>> Begin Input

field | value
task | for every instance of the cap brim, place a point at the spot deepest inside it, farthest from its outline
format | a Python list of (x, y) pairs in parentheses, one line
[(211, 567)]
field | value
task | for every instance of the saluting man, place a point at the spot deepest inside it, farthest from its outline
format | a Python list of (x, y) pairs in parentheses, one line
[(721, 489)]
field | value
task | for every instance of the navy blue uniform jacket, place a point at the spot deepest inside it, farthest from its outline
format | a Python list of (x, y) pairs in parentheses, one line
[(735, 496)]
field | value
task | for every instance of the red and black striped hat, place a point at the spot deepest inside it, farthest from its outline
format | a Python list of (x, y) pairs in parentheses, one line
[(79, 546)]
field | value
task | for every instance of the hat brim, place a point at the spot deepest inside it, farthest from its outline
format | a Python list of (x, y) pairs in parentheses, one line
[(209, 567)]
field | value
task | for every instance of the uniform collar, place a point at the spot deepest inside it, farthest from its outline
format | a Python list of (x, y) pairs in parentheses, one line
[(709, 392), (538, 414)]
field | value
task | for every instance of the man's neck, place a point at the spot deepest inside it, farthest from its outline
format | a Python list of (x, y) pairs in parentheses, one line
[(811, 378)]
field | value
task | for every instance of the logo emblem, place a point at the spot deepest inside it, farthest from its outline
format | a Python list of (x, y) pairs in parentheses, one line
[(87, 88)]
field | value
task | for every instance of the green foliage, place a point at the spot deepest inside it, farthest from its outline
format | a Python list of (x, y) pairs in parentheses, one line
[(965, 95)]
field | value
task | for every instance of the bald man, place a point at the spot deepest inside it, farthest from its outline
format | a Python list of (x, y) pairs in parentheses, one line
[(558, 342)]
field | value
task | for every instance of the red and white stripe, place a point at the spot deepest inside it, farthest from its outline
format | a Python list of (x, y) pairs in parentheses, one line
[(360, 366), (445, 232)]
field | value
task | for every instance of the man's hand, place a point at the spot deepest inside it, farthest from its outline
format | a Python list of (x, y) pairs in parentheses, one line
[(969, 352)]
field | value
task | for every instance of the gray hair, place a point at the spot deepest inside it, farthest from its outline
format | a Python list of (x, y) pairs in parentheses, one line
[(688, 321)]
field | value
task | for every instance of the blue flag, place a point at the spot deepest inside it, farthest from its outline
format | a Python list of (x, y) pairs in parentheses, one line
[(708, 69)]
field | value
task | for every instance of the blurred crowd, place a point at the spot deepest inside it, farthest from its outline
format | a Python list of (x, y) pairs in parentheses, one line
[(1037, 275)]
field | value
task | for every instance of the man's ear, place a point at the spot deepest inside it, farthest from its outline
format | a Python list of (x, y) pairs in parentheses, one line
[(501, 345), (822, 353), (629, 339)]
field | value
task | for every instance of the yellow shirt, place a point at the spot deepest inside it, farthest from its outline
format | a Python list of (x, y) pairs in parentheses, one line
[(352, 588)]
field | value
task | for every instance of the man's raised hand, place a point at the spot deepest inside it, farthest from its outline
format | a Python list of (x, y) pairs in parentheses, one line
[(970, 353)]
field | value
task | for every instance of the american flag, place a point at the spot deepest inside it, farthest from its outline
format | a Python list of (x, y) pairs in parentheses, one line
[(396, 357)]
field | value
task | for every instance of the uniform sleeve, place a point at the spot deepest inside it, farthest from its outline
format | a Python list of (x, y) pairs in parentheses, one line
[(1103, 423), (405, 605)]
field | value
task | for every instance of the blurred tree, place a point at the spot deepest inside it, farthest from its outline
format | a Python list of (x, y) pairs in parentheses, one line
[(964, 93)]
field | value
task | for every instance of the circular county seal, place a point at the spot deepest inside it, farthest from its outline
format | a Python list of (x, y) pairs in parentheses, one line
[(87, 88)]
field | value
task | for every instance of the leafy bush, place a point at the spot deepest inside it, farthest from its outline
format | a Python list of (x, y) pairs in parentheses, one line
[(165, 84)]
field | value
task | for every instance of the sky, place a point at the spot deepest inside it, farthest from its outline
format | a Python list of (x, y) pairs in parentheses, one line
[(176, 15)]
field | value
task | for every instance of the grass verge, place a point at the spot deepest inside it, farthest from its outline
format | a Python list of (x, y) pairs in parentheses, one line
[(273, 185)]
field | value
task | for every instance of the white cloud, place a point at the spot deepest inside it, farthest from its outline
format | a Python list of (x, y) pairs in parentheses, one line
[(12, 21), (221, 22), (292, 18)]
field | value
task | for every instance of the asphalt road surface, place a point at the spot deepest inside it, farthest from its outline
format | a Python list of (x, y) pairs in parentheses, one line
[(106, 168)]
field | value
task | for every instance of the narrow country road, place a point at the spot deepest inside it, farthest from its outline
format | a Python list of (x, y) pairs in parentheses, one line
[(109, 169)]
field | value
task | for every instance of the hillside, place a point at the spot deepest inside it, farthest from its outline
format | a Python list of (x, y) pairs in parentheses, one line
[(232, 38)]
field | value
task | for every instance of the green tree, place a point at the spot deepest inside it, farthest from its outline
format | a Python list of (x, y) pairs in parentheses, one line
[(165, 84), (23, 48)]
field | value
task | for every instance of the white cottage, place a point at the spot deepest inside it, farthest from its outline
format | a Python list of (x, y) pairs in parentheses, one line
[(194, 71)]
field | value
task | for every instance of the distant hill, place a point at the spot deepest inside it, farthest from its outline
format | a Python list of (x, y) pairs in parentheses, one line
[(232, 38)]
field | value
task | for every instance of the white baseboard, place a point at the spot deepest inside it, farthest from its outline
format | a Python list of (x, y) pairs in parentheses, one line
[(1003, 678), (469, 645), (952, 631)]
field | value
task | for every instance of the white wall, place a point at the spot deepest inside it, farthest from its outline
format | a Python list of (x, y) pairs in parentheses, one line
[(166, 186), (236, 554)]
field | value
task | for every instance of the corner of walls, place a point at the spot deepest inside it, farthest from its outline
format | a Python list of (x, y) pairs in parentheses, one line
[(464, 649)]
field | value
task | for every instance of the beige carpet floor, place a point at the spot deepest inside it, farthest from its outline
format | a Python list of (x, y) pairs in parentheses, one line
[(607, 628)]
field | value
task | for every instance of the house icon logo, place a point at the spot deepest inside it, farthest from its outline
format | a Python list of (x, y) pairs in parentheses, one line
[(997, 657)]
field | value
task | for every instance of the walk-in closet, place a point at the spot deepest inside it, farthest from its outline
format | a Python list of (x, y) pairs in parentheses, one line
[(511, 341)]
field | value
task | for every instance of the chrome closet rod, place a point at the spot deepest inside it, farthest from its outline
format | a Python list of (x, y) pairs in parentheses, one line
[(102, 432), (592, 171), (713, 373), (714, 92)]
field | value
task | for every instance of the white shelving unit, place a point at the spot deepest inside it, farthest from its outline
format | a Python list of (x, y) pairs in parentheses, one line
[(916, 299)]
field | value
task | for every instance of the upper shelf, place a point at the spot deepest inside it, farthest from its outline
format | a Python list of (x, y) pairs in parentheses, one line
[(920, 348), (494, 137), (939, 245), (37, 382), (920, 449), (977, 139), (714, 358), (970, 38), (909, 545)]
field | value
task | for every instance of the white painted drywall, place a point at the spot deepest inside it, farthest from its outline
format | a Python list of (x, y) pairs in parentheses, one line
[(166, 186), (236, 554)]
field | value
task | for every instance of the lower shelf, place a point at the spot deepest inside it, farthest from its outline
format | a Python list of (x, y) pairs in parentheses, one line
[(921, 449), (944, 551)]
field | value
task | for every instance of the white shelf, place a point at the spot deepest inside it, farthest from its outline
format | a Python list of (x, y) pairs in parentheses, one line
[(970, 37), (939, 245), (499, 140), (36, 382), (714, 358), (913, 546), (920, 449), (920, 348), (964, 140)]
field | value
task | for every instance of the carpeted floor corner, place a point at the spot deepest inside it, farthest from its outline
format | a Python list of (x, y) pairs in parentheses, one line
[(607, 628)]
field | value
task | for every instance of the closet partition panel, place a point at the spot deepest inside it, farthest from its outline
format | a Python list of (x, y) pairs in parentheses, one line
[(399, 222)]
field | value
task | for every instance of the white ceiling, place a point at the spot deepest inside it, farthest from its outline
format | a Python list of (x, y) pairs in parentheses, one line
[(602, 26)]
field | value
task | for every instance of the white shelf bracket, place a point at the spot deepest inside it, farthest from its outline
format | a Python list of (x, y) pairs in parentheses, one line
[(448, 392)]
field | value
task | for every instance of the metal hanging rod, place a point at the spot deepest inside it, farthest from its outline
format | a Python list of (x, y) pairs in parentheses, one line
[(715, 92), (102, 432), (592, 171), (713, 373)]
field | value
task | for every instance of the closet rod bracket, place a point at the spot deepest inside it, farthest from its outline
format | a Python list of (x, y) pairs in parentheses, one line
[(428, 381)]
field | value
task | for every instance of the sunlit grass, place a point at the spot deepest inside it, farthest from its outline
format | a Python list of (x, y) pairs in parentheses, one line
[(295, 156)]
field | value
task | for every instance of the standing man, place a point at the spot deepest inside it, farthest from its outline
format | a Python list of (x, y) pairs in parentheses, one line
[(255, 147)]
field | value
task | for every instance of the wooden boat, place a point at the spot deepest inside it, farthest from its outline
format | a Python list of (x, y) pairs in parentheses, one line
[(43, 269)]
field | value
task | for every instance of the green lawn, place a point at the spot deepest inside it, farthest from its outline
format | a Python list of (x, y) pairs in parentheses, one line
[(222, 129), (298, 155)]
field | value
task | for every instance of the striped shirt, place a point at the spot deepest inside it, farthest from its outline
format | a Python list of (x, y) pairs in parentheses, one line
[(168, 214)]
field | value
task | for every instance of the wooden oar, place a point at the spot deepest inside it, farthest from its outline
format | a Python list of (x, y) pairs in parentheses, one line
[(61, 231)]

>> End Input

**Aim**:
Can you repeat verbatim the lines from the first line of the items through the line that contains "[(211, 567)]", including both of those lines?

**Reply to the exercise**:
field | value
task | for every instance of the cap brim, place a point at the spot deepest inside it, farthest from its outline
format | a Python list of (x, y) pairs in parentheses, one line
[(211, 567)]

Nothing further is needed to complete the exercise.